Dated to the early 1700s, but without any direct connection to its creator, rocking chairs range from simple to ornate in design—but they’re consistently built for comfort. By simply adding curved rails to the legs of a chair, a rocking chair creates movement and comfort beyond its original design.
Rockers comfort psychologically with their rocking motion reminiscent of cradles—quite possibly thoroughly inspired by them—and physically by centering one’s gravity and creating a natural, comfortable position in the seat. During the 1800s, doctors even prescribed rocking for its therapeutic benefits: to ease stress, focus the mind, work muscles and potentially reduce back pain.
The earliest examples were all wood—which made them affordable—and as leisure time increased, the chairs became more popular and more ornate. Wood spindles were turned on a lathe for greater details, painting details were added, and seats and backs were later—or consequentially—woven of wicker, rush, or cane.

----

Using the information:
1 - Reproduce the passage on rocking chairs word for word, starting at "Rockers comfort psychologically" and ending at "reduce back pain.".
2 - In the passage on rocking chairs, what materials were later used to weave the seats and backs?
3 - Write what comes next in the passage on rocking chairs, picking up after its final sentence.

Dataset extract:
----

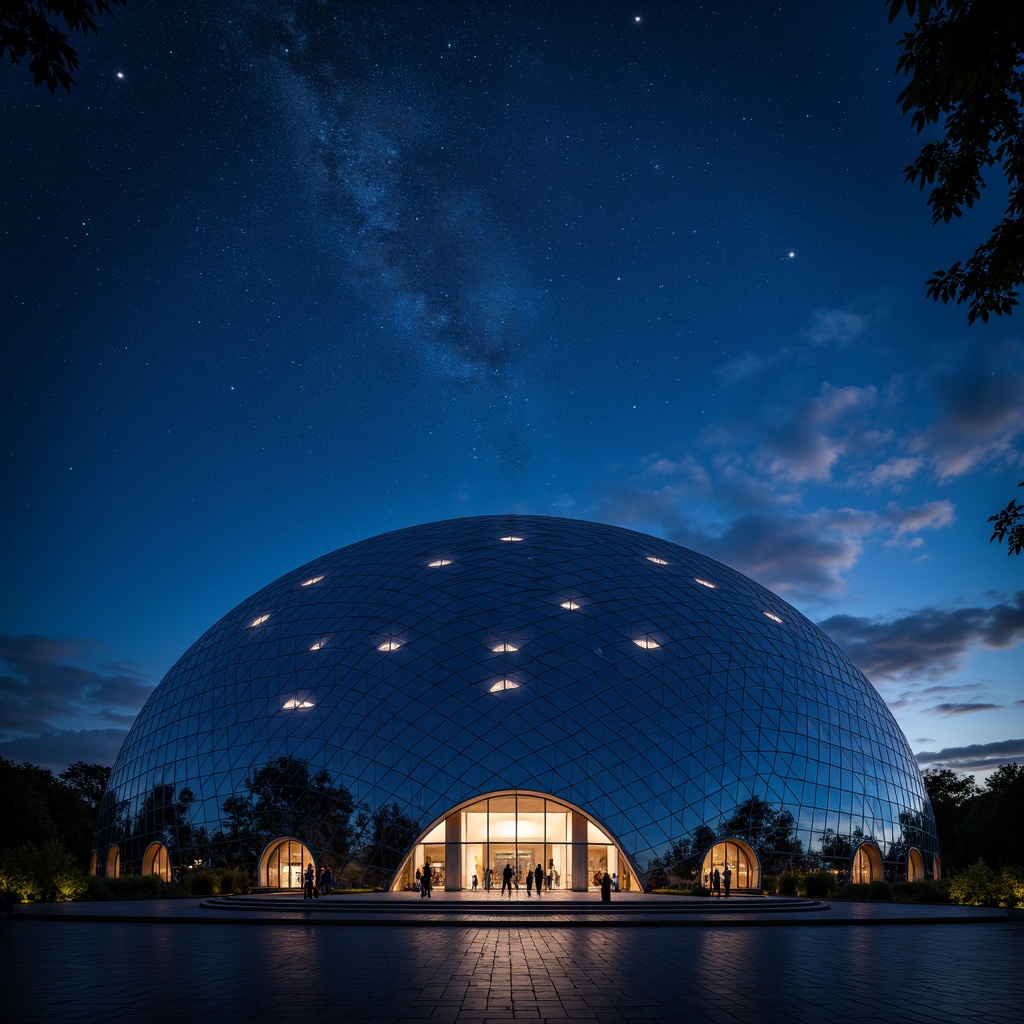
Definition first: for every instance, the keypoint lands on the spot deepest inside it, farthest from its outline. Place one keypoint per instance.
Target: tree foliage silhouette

----

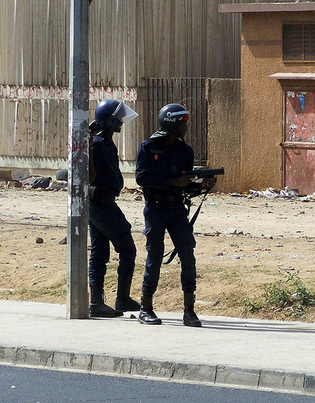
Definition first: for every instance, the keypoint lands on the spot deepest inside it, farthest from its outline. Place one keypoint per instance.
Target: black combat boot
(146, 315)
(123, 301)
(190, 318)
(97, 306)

----

Responses by task:
1 -
Rockers comfort psychologically with their rocking motion reminiscent of cradles—quite possibly thoroughly inspired by them—and physically by centering one’s gravity and creating a natural, comfortable position in the seat. During the 1800s, doctors even prescribed rocking for its therapeutic benefits: to ease stress, focus the mind, work muscles and potentially reduce back pain.

2 - Wicker, rush, or cane.

3 -
For American settlers, they seemed a staple even with many chores and long days. Not surprisingly— and without entertainment in the evenings—many did handiwork such as whittling, knitting, or stitching.
As wealth, material availability, technology and worker’s skills increased, upholstered versions naturally came to the market. The curtis rocker, designed by furniture-maker Jason Lewis, takes cues from many elements of the evolution of rocking chairs—but starts where it all began with a sleek, solid wood frame.